> [What you need to do] Copying nothing before it, reproduce the line that holds "Could you point to the dark" and every line after it in the data, exactly.

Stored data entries
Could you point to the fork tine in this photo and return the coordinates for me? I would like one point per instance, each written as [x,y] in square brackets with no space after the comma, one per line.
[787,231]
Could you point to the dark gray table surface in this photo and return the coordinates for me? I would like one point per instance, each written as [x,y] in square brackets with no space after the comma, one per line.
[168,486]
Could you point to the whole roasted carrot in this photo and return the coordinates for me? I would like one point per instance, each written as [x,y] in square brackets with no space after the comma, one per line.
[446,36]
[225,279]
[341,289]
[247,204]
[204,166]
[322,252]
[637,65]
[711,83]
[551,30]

> [Task solution]
Could you point to the dark gray table surface in this photo and return the coordinates for me? I would like one point per instance, each written as [x,y] in square brackets with no space after the comma, one per line.
[168,486]
Could you point to the whole roasted carrot in this photo and return the coordinates for me? I would like one point per instance, each written as [x,y] in square brackets with no space after the comma, one per line.
[446,36]
[225,279]
[341,289]
[247,204]
[204,166]
[322,252]
[637,65]
[711,83]
[551,30]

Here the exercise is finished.